How might the mailing-list post on Approval versus Condorcet continue past its final line? Write the next stretch of it.

Excerpted passage:
***
[EM] Kristofer, April 3, '12, Approval vs Condorcet
Dave Ketchum
davek at clarityconnect.com
Wed May 16 18:39:17 PDT 2012
Oops - took so long stripping Mike O's zillion words that I forgot to
respond.
On May 16, 2012, at 10:05 AM, Dave Ketchum wrote:
> On May 15, 2012, at 2:55 PM, Juho Laatu wrote:
>> On 15.5.2012, at 11.11, Michael Ossipoff wrote:
>>>
>>> Juho and Kristofer:
>>>
>>> Just a few preliminary words before I continue my reply to
>>> Kristofer that I
>>> interrupted a few hours ago:
>>>
>>> We all agree that Approval would be much easier to propose and
>>> enact than
>>> would Condorcet. Therefore, we must also agree that, given the
>>> same level of
>>> effort, the expected time needed to enact Approval is quite a bit
>>> less than
>>> the expected time needed to enact Condorcet.
>>>
>>> Now, given that, there are two reasons why you could say that we
>>> should try
>>> for Condorcet instead of Approval:
>>
>> I'm still not quite certain what elections this proposal refers to.
>> If it refers to use of different single-winner methods in single-
>> winner districts of a multi-winner election to elect members to
>> some representative body, then I'm not ready to recommend elther of
>> those changes before I understand what the goals are.
>>>
>>> On another subject:
>>
>>> But if you want to suggest that others shouldn't propose Approval,
>>> then you
>>> need to give a good reason.
***
Material provided:
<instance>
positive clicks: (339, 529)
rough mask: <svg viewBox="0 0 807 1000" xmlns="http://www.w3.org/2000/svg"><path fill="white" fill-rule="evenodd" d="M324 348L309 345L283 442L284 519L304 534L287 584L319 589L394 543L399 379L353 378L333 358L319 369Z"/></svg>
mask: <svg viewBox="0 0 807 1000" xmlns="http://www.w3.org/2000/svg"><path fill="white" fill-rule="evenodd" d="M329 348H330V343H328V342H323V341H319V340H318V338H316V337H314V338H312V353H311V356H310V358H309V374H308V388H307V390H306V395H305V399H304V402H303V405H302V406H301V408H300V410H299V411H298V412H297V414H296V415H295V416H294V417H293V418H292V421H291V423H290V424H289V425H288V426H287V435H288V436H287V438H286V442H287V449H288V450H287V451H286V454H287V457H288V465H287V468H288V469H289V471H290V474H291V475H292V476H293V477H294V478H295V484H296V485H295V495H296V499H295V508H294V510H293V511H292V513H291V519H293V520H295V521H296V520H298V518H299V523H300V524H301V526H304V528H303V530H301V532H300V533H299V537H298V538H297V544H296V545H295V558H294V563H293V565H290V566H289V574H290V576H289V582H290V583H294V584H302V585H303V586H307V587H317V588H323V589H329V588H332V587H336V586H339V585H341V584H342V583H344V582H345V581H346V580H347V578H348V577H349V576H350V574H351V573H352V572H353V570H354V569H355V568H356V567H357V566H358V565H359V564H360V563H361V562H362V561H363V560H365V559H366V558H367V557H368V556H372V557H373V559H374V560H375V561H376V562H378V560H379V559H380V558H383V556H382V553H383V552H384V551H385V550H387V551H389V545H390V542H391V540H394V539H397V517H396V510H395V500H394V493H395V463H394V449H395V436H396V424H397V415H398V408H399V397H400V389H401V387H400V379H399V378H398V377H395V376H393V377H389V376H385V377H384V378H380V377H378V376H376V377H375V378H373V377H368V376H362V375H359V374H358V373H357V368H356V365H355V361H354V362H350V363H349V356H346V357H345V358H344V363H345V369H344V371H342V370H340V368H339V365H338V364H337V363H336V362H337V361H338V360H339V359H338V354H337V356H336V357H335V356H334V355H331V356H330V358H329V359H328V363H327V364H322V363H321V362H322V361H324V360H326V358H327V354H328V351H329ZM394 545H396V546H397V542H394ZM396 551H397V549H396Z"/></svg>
***
Result:
>>
>> Approval may be an easy and acceptaböe first step. My opinion is
>> that you should plan also next steps, in case someone wants to
>> cancel the reform, drive it further, or if the strategic
>> vulnerabilities of Approval pop up in some election (like the
>> Condorcet criterion problem popped up in Burlington, althogh that
>> was maybe not even noticed by all).
I know of no useful reason for rejecting Approval's replacement of
Plurality - it's permission to approve of more than one as equally
desired while rejecting less than Plurality and the increasing in
complexity is trivial.
But stepping from Plurality or Approval to Condorcet is also doable
and worthy.
This is a bigger change because it allows voting for unequally desired
candidates with unequal ranks, thus directing those preferred to be
given preference in winning. This preference allows voters to include
less-liked candidates while directing counters to consider better-
liked candidates as preferred.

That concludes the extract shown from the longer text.